--- Dataset records Enclosed Below ---
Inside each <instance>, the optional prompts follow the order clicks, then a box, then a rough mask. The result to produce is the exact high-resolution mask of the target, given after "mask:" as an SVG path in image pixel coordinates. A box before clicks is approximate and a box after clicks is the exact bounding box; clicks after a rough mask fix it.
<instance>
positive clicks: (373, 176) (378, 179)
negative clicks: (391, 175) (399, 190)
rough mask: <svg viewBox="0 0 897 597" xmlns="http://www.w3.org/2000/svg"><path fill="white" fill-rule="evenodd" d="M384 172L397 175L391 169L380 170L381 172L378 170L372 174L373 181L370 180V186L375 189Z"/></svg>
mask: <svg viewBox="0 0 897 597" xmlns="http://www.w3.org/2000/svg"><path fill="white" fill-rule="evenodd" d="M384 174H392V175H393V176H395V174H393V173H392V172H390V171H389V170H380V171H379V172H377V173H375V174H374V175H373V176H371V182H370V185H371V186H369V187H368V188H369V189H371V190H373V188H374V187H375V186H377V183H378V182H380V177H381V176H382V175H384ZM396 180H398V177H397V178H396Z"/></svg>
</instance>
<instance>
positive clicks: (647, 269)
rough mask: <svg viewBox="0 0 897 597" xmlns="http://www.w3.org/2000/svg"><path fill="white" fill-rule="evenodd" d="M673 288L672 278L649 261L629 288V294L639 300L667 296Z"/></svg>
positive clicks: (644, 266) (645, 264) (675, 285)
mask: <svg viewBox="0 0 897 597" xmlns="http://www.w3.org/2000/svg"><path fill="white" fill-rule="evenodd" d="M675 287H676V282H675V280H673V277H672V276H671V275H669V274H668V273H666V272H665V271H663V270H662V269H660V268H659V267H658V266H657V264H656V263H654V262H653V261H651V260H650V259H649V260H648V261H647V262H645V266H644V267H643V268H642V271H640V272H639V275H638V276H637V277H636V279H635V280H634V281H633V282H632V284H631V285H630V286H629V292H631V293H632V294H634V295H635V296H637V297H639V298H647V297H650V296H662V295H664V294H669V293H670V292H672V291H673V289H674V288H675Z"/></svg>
--- End of Enclosed Dataset records ---
> [Try it]
Answer by repeating every line of the listing exactly.

> [Exercise answer]
Inside each <instance>, the optional prompts follow the order clicks, then a box, then a rough mask. The result to produce is the exact high-resolution mask of the target, given after "mask:" as an SVG path in image pixel coordinates. A box before clicks is approximate and a box after clicks is the exact bounding box; clicks after a rough mask fix it.
<instance>
positive clicks: (373, 176) (378, 179)
negative clicks: (391, 175) (399, 190)
rough mask: <svg viewBox="0 0 897 597" xmlns="http://www.w3.org/2000/svg"><path fill="white" fill-rule="evenodd" d="M384 172L397 175L391 169L380 170L381 172L378 170L372 174L373 181L370 180V186L375 189Z"/></svg>
mask: <svg viewBox="0 0 897 597" xmlns="http://www.w3.org/2000/svg"><path fill="white" fill-rule="evenodd" d="M384 174H392V175H393V176H395V174H393V173H392V172H390V171H389V170H380V171H379V172H377V173H375V174H374V175H373V176H371V182H370V185H371V186H369V187H368V188H369V189H371V190H373V188H374V187H375V186H377V183H378V182H380V177H381V176H382V175H384ZM396 180H398V177H397V178H396Z"/></svg>
</instance>
<instance>
positive clicks: (647, 269)
rough mask: <svg viewBox="0 0 897 597" xmlns="http://www.w3.org/2000/svg"><path fill="white" fill-rule="evenodd" d="M673 288L672 278L649 261L629 288V294L639 300L667 296Z"/></svg>
positive clicks: (644, 266) (645, 264) (675, 285)
mask: <svg viewBox="0 0 897 597" xmlns="http://www.w3.org/2000/svg"><path fill="white" fill-rule="evenodd" d="M675 287H676V282H675V280H673V277H672V276H671V275H669V274H668V273H666V272H665V271H663V270H662V269H660V268H659V267H658V266H657V264H656V263H654V262H653V261H651V260H650V259H649V260H648V261H647V262H645V266H644V267H643V268H642V271H640V272H639V275H638V276H637V277H636V279H635V280H634V281H633V282H632V284H631V285H630V286H629V292H631V293H632V294H634V295H635V296H637V297H639V298H647V297H650V296H662V295H664V294H669V293H670V292H672V291H673V289H674V288H675Z"/></svg>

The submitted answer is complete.